**Testo estratto**
────────────────

C’è poi un’altra tipologia di congedo: quello di paternità obbligatorio. In questo caso si garantiscono dieci giorni di riposo retribuito al 100 per cento per i padri, mentre con quello di maternità obbligatorio vengono vietate le attività lavorative negli ultimi tre mesi di gravidanza e nei primi due dopo il parto, per un totale di cinque mesi.
Nel 2022 quattro deputati di centro sinistra, Alessandro Fusacchia, Erasmo Palazzotto, Rossella Muroni e Lia Quartapelle, avevano presentato una proposta di legge per estendere il congedo di paternità obbligatorio a tre mesi, ancora depositata alla Camera ma mai approvata.
Stando agli ultimi dati del rapporto annuale Inps, nonostante dal 2010 ci sia stato un netto incremento nelle richieste da parte dei padri, il livello non è ancora pari a quello delle madri, e c’è ancora molta sproporzione. Questo potrebbe incidere sugli indici di natalità, dato che nei paesi in cui il carico è equamente distribuito si fanno più figli.
IL REPORT
Un report presentato oggi alla Camera da Lia Quartapelle, redatto dal think thank Tortuga, ha provato a spostare il focus dal legame tra bassa natalità e occupazione femminile e guardare alla condizione dei padri, raccogliendo le esperienze di chi ha preso i congedi di paternità aziendali. «I paesi crescono quando le donne lavorano. I figli nascono quando le donne guadagnano», ha scritto in esergo del report Quartapelle.

────────────────

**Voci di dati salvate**

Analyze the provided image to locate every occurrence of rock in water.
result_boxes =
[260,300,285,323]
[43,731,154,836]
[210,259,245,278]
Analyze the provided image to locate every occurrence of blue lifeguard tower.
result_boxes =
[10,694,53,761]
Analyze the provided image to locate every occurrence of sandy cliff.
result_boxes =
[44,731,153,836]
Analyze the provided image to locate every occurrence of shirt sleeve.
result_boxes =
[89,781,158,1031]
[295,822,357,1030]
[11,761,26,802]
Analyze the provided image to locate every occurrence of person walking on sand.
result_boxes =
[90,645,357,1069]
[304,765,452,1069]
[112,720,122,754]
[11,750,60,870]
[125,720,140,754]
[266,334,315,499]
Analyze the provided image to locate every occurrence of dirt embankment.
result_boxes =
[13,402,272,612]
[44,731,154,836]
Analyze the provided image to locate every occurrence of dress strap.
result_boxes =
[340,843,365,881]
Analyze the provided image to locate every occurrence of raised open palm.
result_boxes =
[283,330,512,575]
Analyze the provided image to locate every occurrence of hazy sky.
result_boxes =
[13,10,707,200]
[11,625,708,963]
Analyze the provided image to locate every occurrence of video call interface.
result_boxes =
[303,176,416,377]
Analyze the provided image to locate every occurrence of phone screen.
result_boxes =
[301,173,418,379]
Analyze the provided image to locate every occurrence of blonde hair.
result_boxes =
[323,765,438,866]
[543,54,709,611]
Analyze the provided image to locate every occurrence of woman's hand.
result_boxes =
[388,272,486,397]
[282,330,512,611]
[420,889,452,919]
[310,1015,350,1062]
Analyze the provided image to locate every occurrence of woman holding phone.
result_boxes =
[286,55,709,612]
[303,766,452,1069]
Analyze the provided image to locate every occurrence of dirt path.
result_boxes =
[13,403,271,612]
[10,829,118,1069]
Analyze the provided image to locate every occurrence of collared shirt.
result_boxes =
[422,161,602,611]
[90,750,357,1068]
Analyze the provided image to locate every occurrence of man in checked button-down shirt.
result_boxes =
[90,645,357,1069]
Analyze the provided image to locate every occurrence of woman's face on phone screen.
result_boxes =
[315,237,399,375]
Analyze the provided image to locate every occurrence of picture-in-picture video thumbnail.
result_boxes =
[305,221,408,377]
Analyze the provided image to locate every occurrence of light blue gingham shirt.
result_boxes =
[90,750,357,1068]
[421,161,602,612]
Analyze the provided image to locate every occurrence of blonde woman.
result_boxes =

────────────────

**Cose da fare**
1 > Secondo il testo sul congedo di paternità, quanti giorni di riposo retribuito garantisce ai padri il congedo di paternità obbligatorio?
2 > Indica se ciascuna delle seguenti affermazioni concorda con il testo sul congedo di paternità, rispondendo sì o no e citando le parole del testo che lo stabiliscono.
(a) La proposta di legge del 2022 per estendere a tre mesi il congedo di paternità obbligatorio è stata approvata.
(b) Il congedo di maternità obbligatorio dura in totale cinque mesi.
(c) Secondo i dati Inps, le richieste dei padri hanno raggiunto il livello di quelle delle madri.
3 > Prosegui il testo sul congedo di paternità a partire dal punto in cui si interrompe.
Le righe non sono necessarie per svolgere le attività.

**Risposte alle attività**
1 > Dieci giorni, retribuiti al 100 per cento.

2 >
(a) No: «ancora depositata alla Camera ma mai approvata».
(b) Sì: «per un totale di cinque mesi».
(c) No: «il livello non è ancora pari a quello delle madri».

3 >
In media i padri che scelgono il congedo sono lavoratori a tempo pieno, lavorano in grandi aziende e sono residenti nel Centro-Nord e sono mediamente di orientamento politico progressista; la maggior parte di loro lavora in smart-working. Il tasso di adesione invece è molto basso tra le persone con meno di trent’anni, con un contratto a tempo determinato, e un reddito inferiore. Secondo gli autori del report Tortuga questi sono tutti elementi che aumentano l'instabilità della situazione lavorativa di un dipendente.
Sono invece pochi gli uomini con una posizione apicale che chiedono il congedo parentale, cosa che invece, secondo gli autori del report, sarebbe necessario per dare un esempio ai dipendenti.
Il report ha rilevato un miglioramento netto nella qualità della vita familiare. Il 96 per cento degli intervistati ha detto di aver stretto più rapporto con i figli e la stessa percentuale ha rilevato più serenità all’interno della propria famiglia, dovuta a un maggior bilanciamento del carico di lavoro domestico. Inoltre, il 54 per cento degli intervistati ha dichiarato che «aver usufruito del congedo ha avuto un impatto positivo sulla percezione della fattibilità di avere altri/e figlie/e», rendendo più facile l’idea di fare figli in futuro.
Tuttavia ciò che continua a far desistere gli uomini dal prendere il congedo è il rischio di impatto negativo sulla crescita della carriera. Il 32 per cento degli intervistati che hanno dichiarato di non aver usufruito del servizio, pur avendone bisogno, hanno detto che pensavano che questo avrebbe impattato negativamente la loro crescita professionale. Meno alta, 14 per cento, ma comunque presente è una percentuale di padri che hanno usufruito del servizio e osservato un impatto negativo sul loro lavoro.
Questa preoccupazione si riscontra in misura minore nelle aziende che hanno già introdotto altre politiche progressiste, il 46 per cento dei dipendenti che lavora in queste imprese infatti rileva un impatto positivo dall’introduzione del congedo.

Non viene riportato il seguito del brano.